[Pointing records]
----------------------------------------
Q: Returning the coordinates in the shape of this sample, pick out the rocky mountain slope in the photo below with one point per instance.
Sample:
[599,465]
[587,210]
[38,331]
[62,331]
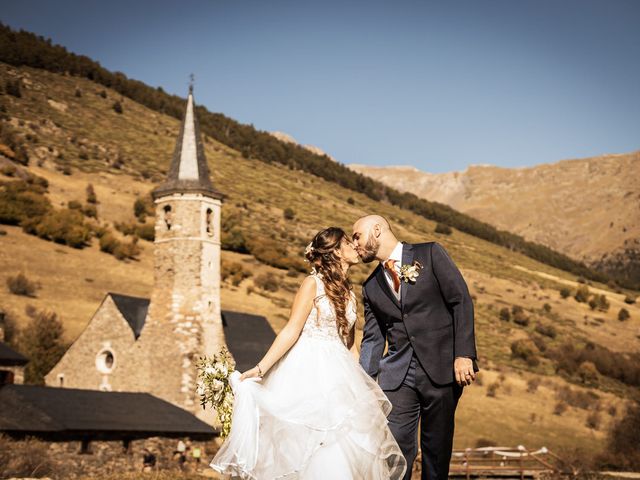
----------------------------------------
**WHAT YOU HAVE TO DO:** Copy every row above word for word, omitting the pictures.

**EXPECTED ANSWER:**
Q: Returning the coordinates in the shape of this sample, pick out the rocky mountain slope in the photo below with one point per instance.
Sample:
[599,465]
[587,210]
[38,331]
[62,331]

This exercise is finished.